Bounding-box annotations for photos:
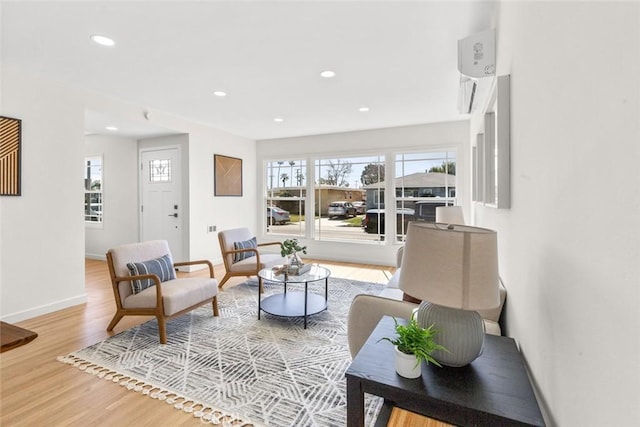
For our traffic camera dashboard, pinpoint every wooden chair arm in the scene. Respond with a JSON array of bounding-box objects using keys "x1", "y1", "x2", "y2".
[{"x1": 173, "y1": 259, "x2": 215, "y2": 279}]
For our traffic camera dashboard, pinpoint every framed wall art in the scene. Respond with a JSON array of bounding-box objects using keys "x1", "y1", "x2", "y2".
[
  {"x1": 0, "y1": 116, "x2": 22, "y2": 196},
  {"x1": 213, "y1": 154, "x2": 242, "y2": 196}
]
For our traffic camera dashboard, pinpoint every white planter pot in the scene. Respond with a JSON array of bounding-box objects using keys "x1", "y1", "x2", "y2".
[{"x1": 395, "y1": 346, "x2": 422, "y2": 378}]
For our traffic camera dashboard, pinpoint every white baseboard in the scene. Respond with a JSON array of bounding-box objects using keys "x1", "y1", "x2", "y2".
[{"x1": 0, "y1": 294, "x2": 87, "y2": 323}]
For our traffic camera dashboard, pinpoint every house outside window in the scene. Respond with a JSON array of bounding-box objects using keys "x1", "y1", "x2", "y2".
[
  {"x1": 265, "y1": 150, "x2": 456, "y2": 244},
  {"x1": 265, "y1": 159, "x2": 307, "y2": 237},
  {"x1": 84, "y1": 156, "x2": 103, "y2": 224}
]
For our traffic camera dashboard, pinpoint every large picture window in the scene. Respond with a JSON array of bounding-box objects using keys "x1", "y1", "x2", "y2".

== Exercise details ==
Render all of the lines above as a numbered list, omitting any blank lines and leaving the pictures out of your answer.

== Solution to the exercise ==
1. For our traffic camera dashboard, pinpoint every wooden chair arm in the scene. Respond with a JSON array of bounding-box objects using keys "x1", "y1", "x2", "y2".
2. [{"x1": 173, "y1": 259, "x2": 215, "y2": 279}]
3. For our traffic camera dashboard, pinpoint every framed wall art in the scene. Respond with a JSON array of bounding-box objects using keys "x1", "y1", "x2", "y2".
4. [
5.   {"x1": 0, "y1": 116, "x2": 22, "y2": 196},
6.   {"x1": 213, "y1": 154, "x2": 242, "y2": 196}
7. ]
8. For our traffic camera dashboard, pinpoint every white planter pot in the scene. Respond with a JSON array of bounding-box objects using keys "x1", "y1", "x2", "y2".
9. [{"x1": 395, "y1": 346, "x2": 422, "y2": 378}]
10. For our traffic camera dashboard, pinpoint every white baseboard in the scene. Respond with a JSON array of bounding-box objects using keys "x1", "y1", "x2", "y2".
11. [{"x1": 0, "y1": 294, "x2": 87, "y2": 323}]
12. For our traffic camera dashboard, pinpoint every house outside window in the scene. Respond with a JSON array of bounding-box objects using keys "x1", "y1", "x2", "y2".
13. [
14.   {"x1": 265, "y1": 150, "x2": 456, "y2": 244},
15.   {"x1": 265, "y1": 159, "x2": 307, "y2": 237},
16.   {"x1": 84, "y1": 156, "x2": 103, "y2": 224}
17. ]
18. For our traffic camera dashboard, pinpoint every large picture window in the scene. Respond with a JSON array of bounding-box objects using keys "x1", "y1", "x2", "y2".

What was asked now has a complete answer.